And there’s an element of that which is intuitively cool. But when you read what they write, they seem most excited about the interoperability of brand IP, like being able to run around in a virtual world and interact with Marvel characters. I’m thinking… is this the pitch? Is the best you have, that we’ll be able to run around with Iron Man in a virtual world wearing NFL jerseys that we bought as NFTs? I wrote about this, and there’s a Gawker article titled ‘The Metaverse is for Babies’ which makes this same sort of argument too.
And then on the other side you have Zuckerberg’s pitch of a virtual office that looks and acts exactly the same as your real office.
JS: Yeah, but crucially it's only from the waist up so nobody can do a Toobin. But I think you're totally right here. The whole aesthetic of this is very infantilised in a lot of ways. It’s very Marvel.
But it's because that's the dominant aesthetic that has been sold to us. I think there's also a story here of monopoly and media monopolisation. This is all Disney, right? When does the Disney metaverse partnership arrive in the same way that the Facebook Ray-Ban partnership has arrived? Each of these different aspects of mediation of reality have the partnership between the tech company who's going to provide the smarts and the legacy company that's going to provide the cool factor. Whether it's Ray-Bans or whether it's Marvel or Disney, that's how the medicine goes down.

━━━━━━━━━━

(Requirement A)
Answer these questions from the metaverse discussion, one line each:
(i) What is the title of the Gawker article that is mentioned?
(ii) What does Zuckerberg's pitch offer?
(iii) Which partnership does JS say has already arrived?
(Requirement B) Please list every company, brand, or organization named in the metaverse discussion.

(Given data)
━━━━━━━━━━

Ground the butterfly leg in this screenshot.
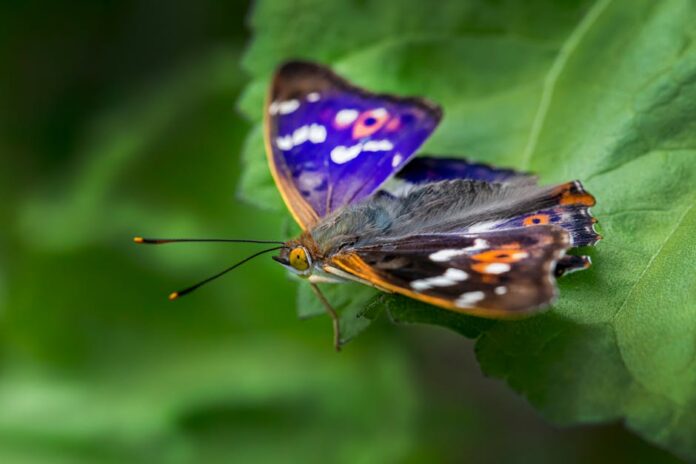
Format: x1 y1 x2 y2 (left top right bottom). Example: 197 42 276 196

━━━━━━━━━━

(Your solution A)
(i) 'The Metaverse is for Babies'
(ii) A virtual office that looks and acts exactly the same as your real office.
(iii) The Facebook Ray-Ban partnership.

(Your solution B)
- Marvel
- NFL
- Gawker
- Facebook
- Ray-Ban
- Disney